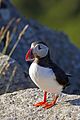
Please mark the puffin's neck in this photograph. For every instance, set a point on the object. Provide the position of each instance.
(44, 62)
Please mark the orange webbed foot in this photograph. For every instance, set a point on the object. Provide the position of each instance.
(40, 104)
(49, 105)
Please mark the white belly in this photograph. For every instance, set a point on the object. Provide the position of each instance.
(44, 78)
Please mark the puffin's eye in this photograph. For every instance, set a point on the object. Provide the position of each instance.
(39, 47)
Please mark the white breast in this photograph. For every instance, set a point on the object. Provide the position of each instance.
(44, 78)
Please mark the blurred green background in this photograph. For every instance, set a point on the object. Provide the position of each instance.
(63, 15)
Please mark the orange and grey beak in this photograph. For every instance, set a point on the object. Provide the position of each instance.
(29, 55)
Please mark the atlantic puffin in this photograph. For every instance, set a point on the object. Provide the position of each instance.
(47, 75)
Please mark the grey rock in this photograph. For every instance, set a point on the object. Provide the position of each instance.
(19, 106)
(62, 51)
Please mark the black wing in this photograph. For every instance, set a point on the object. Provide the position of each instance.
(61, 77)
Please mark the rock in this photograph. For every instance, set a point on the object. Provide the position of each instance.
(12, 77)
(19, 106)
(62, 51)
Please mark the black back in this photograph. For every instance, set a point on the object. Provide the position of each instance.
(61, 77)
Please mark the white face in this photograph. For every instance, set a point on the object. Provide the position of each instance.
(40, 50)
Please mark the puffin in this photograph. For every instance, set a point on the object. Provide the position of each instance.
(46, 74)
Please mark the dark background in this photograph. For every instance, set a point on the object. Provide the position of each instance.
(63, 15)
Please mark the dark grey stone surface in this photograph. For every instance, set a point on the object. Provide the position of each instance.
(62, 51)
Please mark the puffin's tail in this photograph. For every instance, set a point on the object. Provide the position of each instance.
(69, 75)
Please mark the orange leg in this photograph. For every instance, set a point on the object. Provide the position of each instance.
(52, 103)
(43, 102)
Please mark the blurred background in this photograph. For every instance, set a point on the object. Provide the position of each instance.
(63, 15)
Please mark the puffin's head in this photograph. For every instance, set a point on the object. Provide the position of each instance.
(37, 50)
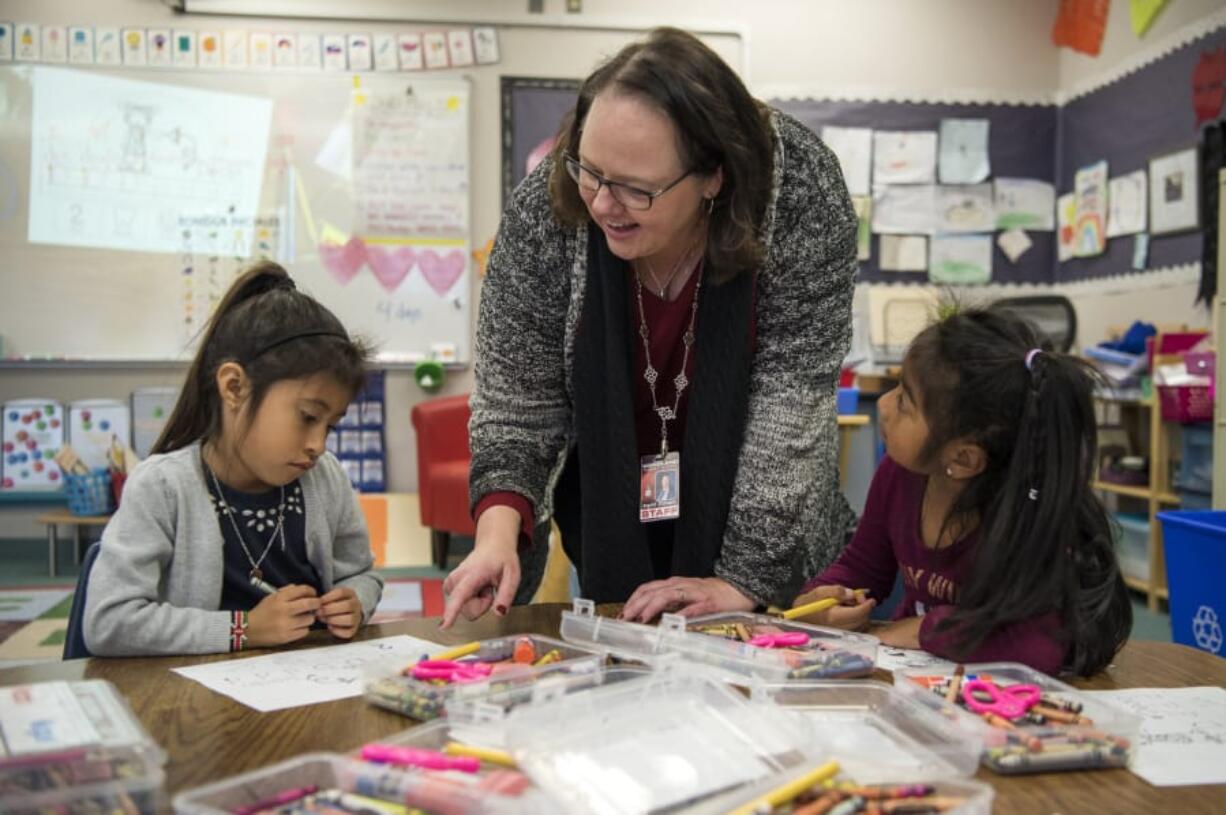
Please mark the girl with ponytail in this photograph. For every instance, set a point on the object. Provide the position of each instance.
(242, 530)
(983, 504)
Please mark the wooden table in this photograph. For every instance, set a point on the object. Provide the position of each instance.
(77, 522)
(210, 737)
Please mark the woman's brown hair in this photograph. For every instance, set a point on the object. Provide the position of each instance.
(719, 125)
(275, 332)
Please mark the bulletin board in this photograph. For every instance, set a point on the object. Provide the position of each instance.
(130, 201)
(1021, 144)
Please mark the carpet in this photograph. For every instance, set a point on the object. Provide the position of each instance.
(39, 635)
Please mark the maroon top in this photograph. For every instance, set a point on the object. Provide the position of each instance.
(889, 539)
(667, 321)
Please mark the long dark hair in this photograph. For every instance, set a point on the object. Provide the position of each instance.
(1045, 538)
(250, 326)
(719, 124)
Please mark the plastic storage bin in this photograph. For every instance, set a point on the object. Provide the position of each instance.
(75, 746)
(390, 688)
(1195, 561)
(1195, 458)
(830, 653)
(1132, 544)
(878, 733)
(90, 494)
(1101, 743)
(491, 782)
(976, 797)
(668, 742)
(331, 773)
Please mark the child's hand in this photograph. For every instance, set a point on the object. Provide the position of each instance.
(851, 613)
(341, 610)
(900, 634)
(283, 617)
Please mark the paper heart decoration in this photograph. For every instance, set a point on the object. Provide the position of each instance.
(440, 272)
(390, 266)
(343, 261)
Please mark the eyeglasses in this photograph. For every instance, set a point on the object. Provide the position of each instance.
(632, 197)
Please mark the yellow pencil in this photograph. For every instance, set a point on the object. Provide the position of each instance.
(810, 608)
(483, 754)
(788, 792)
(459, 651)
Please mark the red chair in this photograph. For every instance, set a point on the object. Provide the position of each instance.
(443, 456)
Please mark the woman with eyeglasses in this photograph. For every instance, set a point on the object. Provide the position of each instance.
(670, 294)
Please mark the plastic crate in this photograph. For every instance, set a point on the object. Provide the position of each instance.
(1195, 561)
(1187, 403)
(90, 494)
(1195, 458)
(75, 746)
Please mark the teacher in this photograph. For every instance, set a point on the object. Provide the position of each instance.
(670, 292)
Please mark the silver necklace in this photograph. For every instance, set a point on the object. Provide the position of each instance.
...
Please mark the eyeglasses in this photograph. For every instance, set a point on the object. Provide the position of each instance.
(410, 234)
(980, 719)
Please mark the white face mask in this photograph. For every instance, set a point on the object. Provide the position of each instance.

# Exercise instructions
Given the data above, transcribe exactly the lines from the one containing "Please mark the teacher" down to the one containing "Please mark the silver", and no others.

# The completed task
Please mark the teacher in this photograph. For every instance, set a point on the object. Provide the position of each instance.
(670, 292)
Please mark the silver necklace in this photograph. For every instance, set a point on the object. Provide the position of each instance.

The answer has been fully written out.